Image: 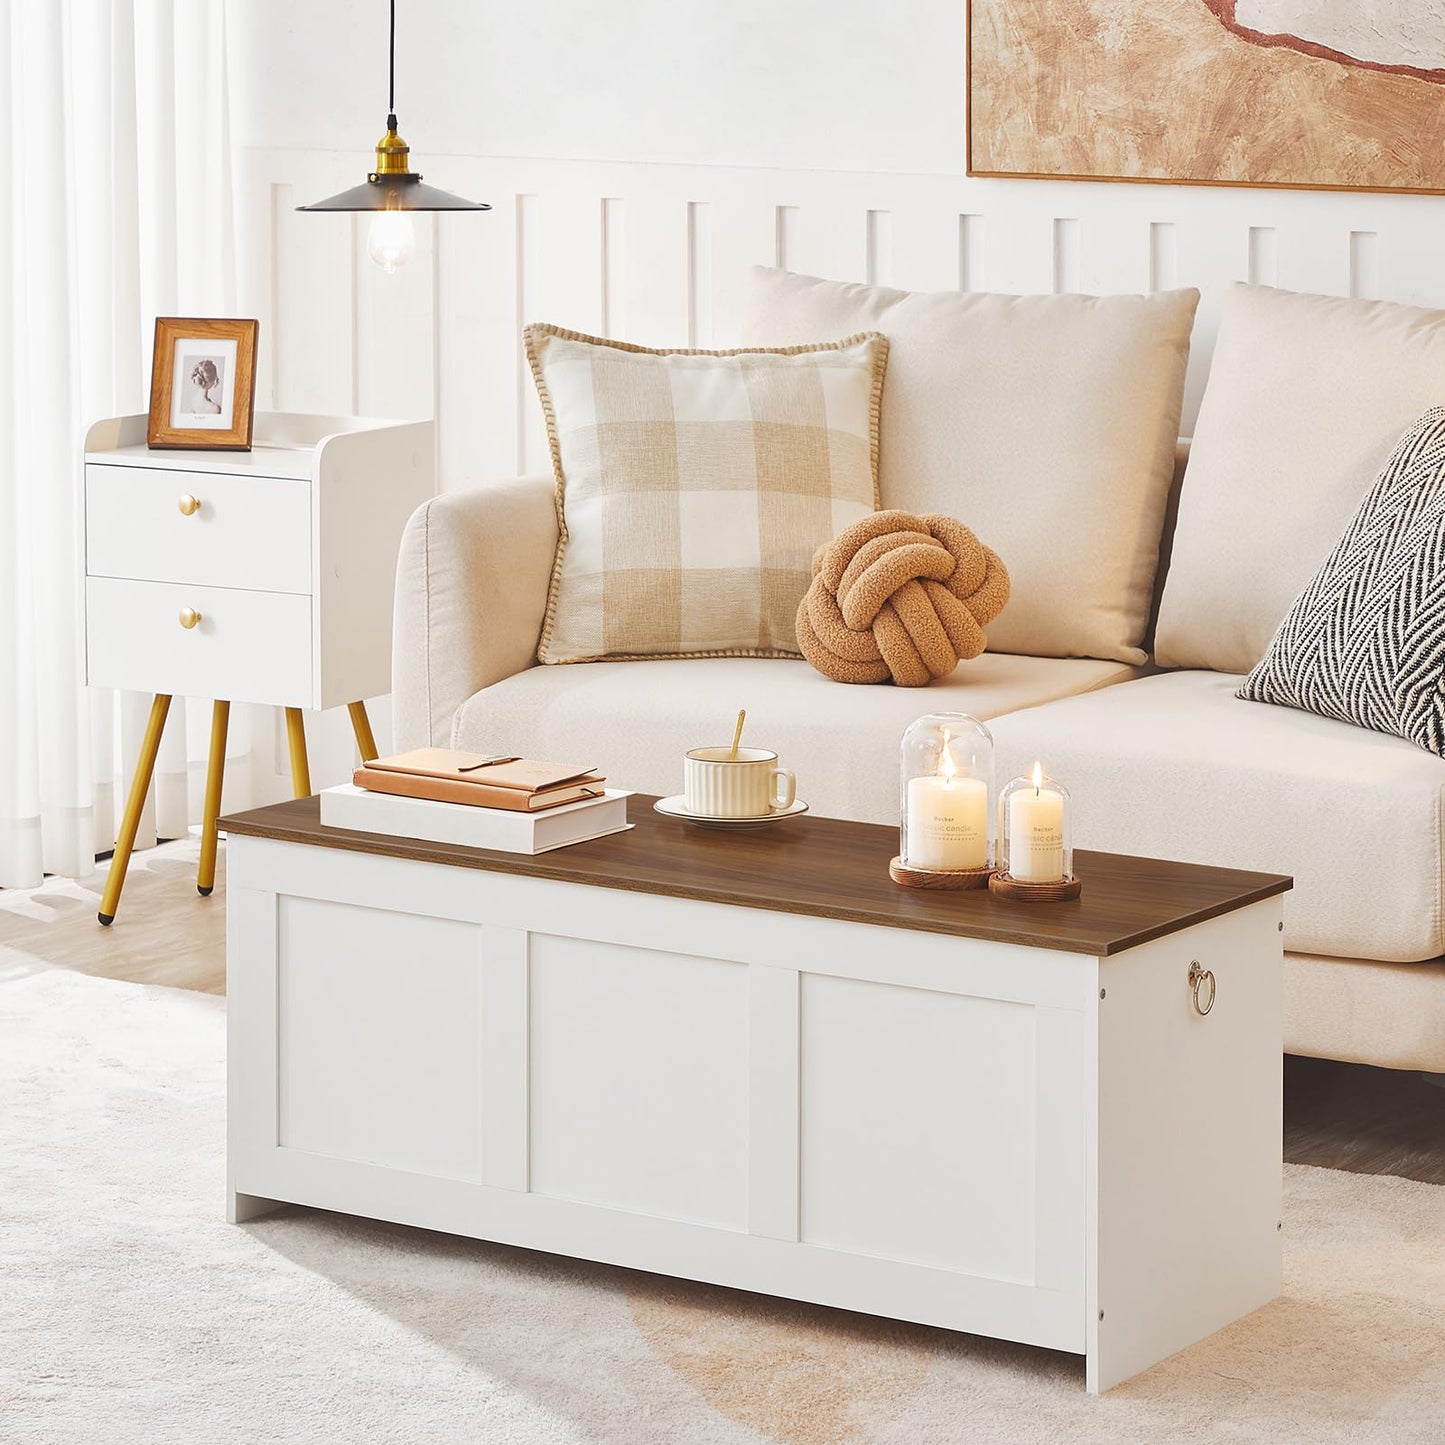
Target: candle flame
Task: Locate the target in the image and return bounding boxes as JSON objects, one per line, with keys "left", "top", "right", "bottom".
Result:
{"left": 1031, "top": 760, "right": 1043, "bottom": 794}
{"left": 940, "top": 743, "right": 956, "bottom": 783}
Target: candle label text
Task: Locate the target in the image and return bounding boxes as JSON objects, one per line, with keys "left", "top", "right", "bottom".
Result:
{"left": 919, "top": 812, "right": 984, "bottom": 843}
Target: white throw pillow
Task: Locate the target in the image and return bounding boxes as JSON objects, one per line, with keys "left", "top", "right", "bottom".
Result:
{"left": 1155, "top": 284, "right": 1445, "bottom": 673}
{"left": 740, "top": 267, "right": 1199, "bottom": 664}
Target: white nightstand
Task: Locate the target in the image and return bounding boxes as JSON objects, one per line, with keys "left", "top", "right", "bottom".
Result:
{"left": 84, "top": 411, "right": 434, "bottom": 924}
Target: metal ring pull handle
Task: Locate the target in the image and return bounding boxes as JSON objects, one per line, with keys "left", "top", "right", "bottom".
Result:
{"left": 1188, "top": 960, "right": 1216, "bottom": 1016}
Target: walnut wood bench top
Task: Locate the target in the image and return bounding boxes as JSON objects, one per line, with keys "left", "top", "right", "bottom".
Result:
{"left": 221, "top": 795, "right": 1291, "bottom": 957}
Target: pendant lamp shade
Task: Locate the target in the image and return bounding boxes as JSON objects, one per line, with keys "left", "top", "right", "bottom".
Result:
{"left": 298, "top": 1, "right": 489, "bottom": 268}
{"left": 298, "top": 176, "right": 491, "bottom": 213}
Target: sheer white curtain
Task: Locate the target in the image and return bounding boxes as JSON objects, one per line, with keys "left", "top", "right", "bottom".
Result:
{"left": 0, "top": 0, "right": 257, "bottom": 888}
※ ※ ※
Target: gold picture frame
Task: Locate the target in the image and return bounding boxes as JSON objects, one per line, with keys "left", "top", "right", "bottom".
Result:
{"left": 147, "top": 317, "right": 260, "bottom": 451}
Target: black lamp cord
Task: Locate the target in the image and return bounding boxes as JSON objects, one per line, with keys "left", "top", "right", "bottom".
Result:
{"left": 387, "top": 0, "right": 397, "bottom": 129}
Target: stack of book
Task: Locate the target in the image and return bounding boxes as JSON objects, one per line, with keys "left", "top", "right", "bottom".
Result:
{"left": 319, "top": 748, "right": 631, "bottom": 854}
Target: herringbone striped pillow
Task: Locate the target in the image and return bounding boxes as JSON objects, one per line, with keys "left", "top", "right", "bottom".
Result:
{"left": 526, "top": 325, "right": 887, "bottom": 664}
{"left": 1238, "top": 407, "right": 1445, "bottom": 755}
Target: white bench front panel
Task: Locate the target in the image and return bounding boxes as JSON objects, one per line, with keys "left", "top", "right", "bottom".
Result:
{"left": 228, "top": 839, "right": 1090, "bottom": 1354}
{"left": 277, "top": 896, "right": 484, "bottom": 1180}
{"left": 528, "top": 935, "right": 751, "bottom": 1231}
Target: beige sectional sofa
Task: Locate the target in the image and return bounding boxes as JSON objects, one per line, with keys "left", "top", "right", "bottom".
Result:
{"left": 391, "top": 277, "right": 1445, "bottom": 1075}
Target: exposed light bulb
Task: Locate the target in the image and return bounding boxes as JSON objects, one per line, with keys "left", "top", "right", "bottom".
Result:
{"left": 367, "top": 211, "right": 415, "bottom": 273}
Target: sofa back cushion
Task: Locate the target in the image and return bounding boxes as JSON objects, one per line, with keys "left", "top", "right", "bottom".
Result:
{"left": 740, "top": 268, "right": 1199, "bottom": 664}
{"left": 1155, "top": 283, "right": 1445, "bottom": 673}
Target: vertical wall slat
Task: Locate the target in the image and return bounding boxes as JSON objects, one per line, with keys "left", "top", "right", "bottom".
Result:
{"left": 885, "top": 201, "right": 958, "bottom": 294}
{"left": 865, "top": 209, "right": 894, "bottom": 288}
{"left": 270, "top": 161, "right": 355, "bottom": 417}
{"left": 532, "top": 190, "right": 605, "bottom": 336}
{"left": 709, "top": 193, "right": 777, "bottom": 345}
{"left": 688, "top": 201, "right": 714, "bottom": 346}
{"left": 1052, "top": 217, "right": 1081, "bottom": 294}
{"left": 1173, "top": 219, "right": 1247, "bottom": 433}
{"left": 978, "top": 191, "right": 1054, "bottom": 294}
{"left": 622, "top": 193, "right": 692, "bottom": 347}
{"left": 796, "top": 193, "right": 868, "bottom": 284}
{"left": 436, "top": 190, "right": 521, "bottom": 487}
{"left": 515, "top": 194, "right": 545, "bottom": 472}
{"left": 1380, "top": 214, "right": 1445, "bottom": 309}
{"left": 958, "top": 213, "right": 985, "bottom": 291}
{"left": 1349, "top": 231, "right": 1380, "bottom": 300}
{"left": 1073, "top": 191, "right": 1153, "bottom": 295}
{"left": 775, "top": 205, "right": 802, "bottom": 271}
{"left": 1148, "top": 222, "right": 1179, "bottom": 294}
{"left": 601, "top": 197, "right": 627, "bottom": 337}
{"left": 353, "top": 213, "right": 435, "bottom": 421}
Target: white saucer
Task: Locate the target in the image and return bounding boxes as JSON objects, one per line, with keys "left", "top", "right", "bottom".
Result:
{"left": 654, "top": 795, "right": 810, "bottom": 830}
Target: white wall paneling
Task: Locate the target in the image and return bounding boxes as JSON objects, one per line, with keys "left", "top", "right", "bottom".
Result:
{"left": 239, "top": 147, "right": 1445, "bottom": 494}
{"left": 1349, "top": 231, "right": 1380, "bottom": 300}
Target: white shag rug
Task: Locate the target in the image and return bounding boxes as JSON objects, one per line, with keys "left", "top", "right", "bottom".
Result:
※ ※ ※
Pick out each line in the material containing "lamp".

**Written solution**.
Target: pendant lamp shade
Target: black lamp cord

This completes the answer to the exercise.